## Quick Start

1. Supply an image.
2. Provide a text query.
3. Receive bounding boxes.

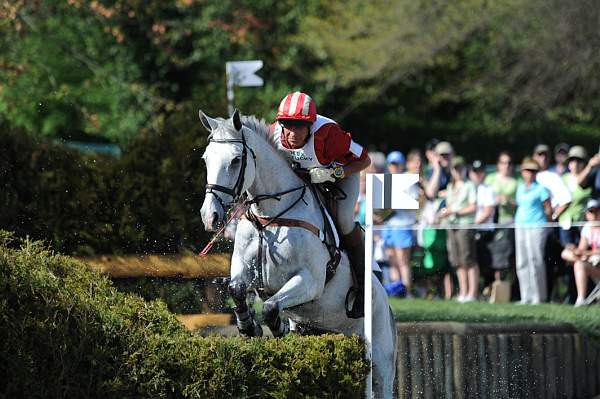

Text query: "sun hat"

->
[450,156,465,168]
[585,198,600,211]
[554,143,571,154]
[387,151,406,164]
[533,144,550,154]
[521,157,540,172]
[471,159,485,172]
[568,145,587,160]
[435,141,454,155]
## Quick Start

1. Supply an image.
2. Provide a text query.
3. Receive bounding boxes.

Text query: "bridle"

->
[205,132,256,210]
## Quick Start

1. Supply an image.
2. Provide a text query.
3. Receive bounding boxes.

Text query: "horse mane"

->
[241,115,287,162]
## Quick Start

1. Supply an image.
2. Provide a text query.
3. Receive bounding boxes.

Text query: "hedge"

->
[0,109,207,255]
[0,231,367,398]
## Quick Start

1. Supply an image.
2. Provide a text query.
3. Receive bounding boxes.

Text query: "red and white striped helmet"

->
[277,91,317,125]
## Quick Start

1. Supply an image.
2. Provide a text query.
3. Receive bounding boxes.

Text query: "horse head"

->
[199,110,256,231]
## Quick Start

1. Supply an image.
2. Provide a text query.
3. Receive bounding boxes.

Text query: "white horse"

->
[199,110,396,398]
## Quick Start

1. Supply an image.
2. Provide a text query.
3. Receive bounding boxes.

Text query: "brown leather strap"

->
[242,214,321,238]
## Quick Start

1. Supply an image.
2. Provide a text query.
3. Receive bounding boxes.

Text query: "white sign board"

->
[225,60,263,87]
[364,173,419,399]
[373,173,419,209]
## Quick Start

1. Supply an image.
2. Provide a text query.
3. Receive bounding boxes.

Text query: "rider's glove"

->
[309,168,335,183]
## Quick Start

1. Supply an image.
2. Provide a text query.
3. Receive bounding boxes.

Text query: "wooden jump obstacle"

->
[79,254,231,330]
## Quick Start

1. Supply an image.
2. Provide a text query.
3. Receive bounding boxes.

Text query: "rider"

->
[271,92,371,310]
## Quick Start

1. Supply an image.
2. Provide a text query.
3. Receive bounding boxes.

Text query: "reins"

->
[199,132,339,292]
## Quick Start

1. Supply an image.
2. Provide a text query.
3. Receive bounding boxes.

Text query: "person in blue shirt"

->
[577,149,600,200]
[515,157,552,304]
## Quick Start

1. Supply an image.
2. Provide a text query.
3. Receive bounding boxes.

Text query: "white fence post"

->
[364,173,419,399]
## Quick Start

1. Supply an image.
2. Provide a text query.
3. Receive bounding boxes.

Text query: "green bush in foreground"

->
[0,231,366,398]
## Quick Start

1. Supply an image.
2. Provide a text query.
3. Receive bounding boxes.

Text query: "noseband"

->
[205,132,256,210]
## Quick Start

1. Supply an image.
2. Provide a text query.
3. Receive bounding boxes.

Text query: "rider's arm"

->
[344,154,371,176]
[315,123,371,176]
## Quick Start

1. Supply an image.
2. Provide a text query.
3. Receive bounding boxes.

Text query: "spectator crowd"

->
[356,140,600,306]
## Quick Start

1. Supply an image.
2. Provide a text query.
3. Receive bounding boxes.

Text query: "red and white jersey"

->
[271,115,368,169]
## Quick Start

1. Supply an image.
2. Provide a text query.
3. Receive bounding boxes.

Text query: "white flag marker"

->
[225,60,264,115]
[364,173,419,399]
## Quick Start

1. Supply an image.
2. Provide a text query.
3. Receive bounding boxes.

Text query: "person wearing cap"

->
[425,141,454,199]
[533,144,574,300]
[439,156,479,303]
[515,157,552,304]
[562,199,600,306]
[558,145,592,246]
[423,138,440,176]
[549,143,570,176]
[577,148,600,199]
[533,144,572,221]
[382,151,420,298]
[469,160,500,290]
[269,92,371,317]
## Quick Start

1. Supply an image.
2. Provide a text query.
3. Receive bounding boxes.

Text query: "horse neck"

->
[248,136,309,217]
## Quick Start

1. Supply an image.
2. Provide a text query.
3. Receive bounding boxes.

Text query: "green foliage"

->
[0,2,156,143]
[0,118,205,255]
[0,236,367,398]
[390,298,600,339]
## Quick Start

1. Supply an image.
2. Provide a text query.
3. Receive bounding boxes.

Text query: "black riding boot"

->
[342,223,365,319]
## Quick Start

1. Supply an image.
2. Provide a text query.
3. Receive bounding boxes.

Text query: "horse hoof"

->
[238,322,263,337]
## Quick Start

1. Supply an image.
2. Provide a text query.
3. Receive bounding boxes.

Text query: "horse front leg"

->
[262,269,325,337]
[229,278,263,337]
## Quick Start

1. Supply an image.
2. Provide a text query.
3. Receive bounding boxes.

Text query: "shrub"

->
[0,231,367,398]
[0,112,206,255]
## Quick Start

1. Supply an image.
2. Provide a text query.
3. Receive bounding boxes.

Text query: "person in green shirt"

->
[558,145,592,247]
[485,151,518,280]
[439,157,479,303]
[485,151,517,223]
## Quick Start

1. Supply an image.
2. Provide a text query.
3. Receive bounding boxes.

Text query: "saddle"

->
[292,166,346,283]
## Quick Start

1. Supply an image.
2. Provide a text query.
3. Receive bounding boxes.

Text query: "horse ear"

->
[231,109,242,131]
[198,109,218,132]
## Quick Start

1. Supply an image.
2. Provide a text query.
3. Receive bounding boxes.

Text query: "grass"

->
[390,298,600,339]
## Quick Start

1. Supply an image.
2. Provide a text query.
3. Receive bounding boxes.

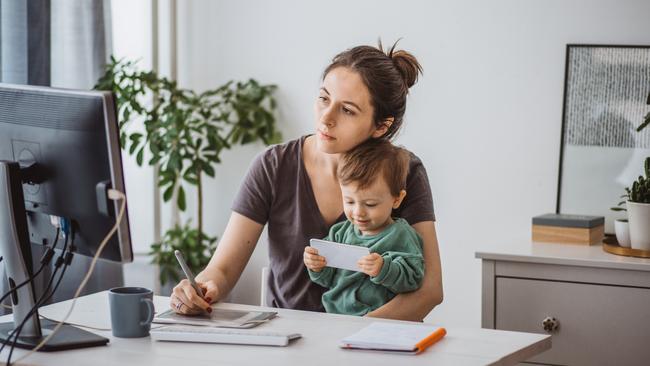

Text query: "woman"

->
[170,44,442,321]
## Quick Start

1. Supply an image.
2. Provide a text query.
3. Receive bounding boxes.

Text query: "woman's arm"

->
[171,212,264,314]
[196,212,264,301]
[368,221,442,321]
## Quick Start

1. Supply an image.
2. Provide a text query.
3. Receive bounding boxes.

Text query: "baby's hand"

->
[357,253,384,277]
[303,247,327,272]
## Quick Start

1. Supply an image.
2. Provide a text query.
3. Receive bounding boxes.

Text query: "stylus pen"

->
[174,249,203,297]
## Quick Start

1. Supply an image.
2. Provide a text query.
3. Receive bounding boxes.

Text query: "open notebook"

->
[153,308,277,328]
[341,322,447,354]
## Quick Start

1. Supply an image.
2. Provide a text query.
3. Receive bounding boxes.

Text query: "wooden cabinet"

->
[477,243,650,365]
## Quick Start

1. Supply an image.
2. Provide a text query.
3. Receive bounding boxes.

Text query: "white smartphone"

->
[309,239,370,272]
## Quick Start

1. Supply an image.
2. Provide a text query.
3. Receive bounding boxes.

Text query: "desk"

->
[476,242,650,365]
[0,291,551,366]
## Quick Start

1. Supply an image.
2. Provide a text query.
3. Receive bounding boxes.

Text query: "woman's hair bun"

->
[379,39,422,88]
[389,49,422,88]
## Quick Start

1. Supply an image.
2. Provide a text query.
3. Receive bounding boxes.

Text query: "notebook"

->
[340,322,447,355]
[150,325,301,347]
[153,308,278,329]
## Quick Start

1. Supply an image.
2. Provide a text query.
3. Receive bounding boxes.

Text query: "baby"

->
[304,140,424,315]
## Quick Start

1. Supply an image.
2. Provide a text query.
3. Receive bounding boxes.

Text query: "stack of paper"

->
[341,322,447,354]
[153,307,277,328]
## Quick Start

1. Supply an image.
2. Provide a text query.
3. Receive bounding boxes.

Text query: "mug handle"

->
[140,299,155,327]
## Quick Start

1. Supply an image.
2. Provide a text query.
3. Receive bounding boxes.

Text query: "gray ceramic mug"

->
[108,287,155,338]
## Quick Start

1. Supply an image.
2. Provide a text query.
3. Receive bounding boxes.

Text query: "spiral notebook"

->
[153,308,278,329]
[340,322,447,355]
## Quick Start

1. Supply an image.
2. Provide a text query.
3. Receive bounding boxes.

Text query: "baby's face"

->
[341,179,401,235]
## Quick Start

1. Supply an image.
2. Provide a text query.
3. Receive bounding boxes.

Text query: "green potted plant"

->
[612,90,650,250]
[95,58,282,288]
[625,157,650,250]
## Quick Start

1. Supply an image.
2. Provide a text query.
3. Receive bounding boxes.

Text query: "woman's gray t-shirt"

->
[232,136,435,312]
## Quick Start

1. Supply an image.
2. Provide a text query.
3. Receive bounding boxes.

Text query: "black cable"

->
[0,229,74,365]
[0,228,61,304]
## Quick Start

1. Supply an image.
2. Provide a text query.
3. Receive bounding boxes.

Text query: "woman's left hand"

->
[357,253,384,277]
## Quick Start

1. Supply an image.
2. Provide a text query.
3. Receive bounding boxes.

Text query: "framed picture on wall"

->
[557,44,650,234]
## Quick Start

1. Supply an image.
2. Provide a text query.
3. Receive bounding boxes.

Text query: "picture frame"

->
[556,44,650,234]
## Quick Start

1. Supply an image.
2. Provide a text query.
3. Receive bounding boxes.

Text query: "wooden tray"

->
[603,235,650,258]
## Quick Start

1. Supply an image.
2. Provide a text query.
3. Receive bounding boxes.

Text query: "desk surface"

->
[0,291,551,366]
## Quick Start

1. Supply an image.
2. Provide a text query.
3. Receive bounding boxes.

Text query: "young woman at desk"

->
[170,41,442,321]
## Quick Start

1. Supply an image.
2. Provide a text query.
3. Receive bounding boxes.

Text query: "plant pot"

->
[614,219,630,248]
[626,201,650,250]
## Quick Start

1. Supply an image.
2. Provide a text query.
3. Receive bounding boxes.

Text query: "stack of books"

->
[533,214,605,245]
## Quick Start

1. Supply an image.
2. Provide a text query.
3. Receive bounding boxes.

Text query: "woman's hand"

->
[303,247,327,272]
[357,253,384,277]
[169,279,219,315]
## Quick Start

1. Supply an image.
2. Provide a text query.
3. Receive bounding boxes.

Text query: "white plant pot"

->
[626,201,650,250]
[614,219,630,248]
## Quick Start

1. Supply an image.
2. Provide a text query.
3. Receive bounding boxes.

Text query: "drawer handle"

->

- - -

Short exercise
Rewrite the stretch of material from the start through the line that contains "[277,91,317,125]", putting "Upload" wherever "Supply" appears and keeping everything else the same. Don't include the pictures in your answer.

Solved exercise
## Quick Start

1. Upload an image.
2. Provide a text query.
3. Receive bounding boxes.


Text query: "sun hat"

->
[450,156,465,168]
[585,198,600,211]
[554,143,571,154]
[387,151,406,164]
[533,144,550,154]
[521,157,540,172]
[471,159,485,172]
[568,145,587,160]
[435,141,454,155]
## Quick Start

1. Upload an image.
2. Provide a text query.
3. Receive bounding boxes.

Text query: "bridle"

->
[205,132,256,210]
## Quick Start

1. Upload an image.
2. Provide a text query.
3. Receive bounding boxes.

Text query: "horse mane"

->
[241,115,287,162]
## Quick Start

1. Upload an image.
2. Provide a text query.
3. Receive bounding boxes.

Text query: "hedge"

->
[0,109,207,255]
[0,231,367,398]
## Quick Start

1. Upload an image.
2. Provide a text query.
3. Receive bounding boxes.

Text query: "red and white striped helmet"

->
[277,91,317,125]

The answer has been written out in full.